→ **ENTRIES SUPPLIED**:
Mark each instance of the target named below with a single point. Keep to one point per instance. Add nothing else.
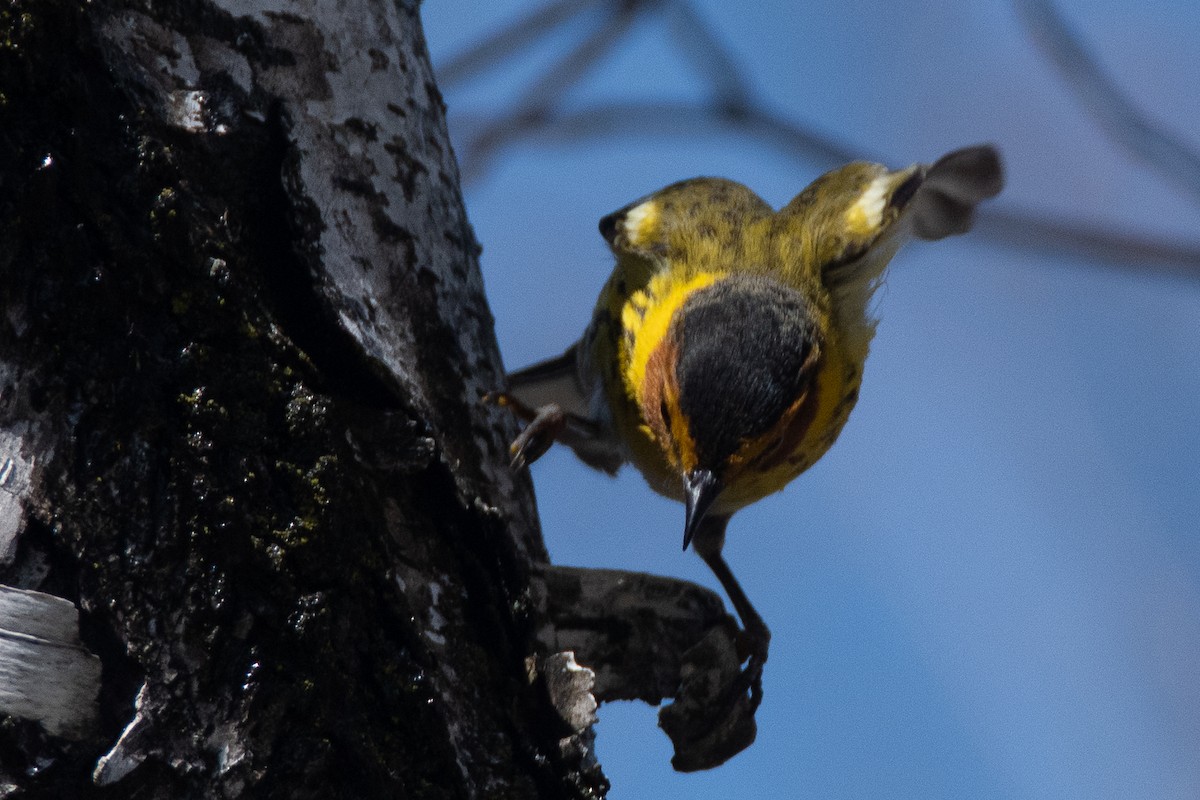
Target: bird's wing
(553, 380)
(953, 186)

...

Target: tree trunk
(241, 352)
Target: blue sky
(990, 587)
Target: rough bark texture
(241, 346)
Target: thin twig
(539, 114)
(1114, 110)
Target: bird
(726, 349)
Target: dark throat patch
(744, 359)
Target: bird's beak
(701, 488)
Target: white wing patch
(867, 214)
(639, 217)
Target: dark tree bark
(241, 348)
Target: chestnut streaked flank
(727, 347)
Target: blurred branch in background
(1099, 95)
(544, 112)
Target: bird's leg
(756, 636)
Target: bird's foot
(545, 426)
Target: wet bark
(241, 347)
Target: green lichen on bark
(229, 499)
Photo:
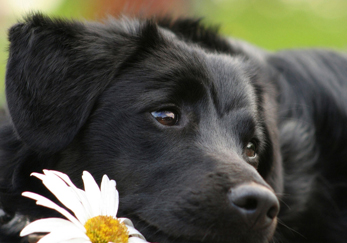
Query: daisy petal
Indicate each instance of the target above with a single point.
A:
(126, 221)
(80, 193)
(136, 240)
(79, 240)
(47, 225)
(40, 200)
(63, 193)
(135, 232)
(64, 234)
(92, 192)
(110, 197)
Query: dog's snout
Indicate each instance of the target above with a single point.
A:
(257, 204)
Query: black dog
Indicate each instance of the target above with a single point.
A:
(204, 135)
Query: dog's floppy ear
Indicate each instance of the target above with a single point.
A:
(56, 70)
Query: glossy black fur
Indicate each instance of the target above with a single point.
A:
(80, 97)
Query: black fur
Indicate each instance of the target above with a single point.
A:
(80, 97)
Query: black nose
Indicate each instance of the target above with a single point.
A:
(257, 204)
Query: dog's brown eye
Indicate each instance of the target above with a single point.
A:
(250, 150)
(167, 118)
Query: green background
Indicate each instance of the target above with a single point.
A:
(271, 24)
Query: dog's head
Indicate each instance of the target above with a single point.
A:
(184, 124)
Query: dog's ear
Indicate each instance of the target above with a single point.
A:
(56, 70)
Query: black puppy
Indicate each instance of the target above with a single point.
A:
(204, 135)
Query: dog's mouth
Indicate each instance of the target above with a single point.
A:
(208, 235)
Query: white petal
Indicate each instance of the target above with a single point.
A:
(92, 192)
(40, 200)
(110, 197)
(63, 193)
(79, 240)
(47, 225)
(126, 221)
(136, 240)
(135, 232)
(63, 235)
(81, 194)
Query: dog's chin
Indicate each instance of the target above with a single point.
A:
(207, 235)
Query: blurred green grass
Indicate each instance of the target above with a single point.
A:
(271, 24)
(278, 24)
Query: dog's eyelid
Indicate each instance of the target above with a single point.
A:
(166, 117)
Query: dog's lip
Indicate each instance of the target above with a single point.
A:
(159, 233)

→ **EXERCISE OBJECTIVE**: Provide only the count of lines within the entries above that include the string "petal".

→ **RESULT OF THIS EXERCISE**: 2